> [Short task]: Output each line of the data below as a numbered list, skipping blank lines and leaving out the pictures.

> [A block of data]:
....

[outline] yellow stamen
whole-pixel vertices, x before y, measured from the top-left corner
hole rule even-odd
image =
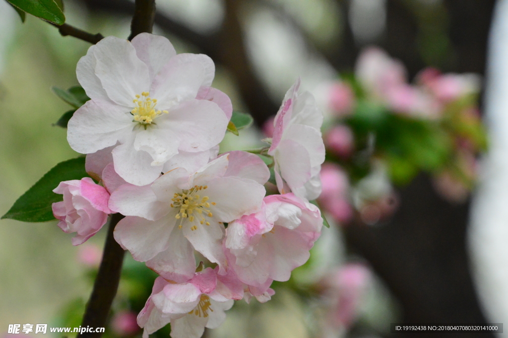
[[[189,315],[195,315],[198,317],[203,317],[206,318],[208,317],[208,311],[213,312],[211,308],[212,304],[210,302],[210,297],[205,294],[201,295],[198,305],[194,310],[189,313]]]
[[[134,121],[144,126],[151,124],[155,117],[160,115],[168,113],[167,110],[155,110],[157,100],[152,99],[148,96],[149,95],[147,91],[143,91],[141,96],[136,95],[136,99],[133,100],[133,102],[137,106],[131,111],[131,113],[134,115]],[[143,97],[142,99],[141,96]]]
[[[178,209],[178,213],[175,215],[175,218],[180,220],[178,228],[181,229],[183,219],[188,218],[189,222],[194,223],[195,220],[200,224],[210,225],[205,217],[212,217],[213,214],[210,209],[210,203],[207,201],[210,199],[208,196],[201,198],[197,192],[208,188],[207,186],[195,186],[190,189],[182,190],[180,193],[175,193],[171,199],[173,203],[171,206]],[[216,203],[212,202],[215,205]],[[194,231],[198,229],[196,224],[193,224],[190,230]]]

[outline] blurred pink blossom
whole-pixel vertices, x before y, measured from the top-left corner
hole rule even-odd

....

> [Response to this task]:
1. [outline] yellow stamen
2. whole-pixel vertices, x before y, measured from the top-left corner
3. hole rule even-odd
4. image =
5. [[[189,315],[195,315],[198,317],[203,317],[206,318],[208,317],[208,311],[213,312],[211,308],[212,304],[210,302],[210,297],[205,294],[201,295],[198,305],[194,310],[189,313]]]
6. [[[134,121],[144,126],[151,124],[155,117],[160,115],[168,113],[167,110],[155,110],[157,100],[152,99],[148,96],[149,95],[147,91],[143,91],[141,96],[136,95],[136,99],[133,100],[133,102],[137,106],[131,111],[131,113],[134,115]],[[143,97],[142,99],[141,96]]]
7. [[[178,209],[178,213],[175,215],[175,218],[180,220],[178,228],[181,229],[183,219],[188,218],[189,222],[194,223],[195,220],[200,224],[210,225],[205,217],[212,217],[213,214],[210,209],[210,203],[207,201],[210,199],[208,196],[201,198],[197,192],[208,188],[207,186],[195,186],[190,189],[182,190],[180,193],[175,193],[171,199],[173,203],[171,206]],[[216,203],[212,202],[215,205]],[[194,231],[198,229],[196,224],[193,224],[190,230]]]
8. [outline] blurred pink blossom
9. whole-pixel vertices, x before y, measured from the top-left corner
10. hole rule even-odd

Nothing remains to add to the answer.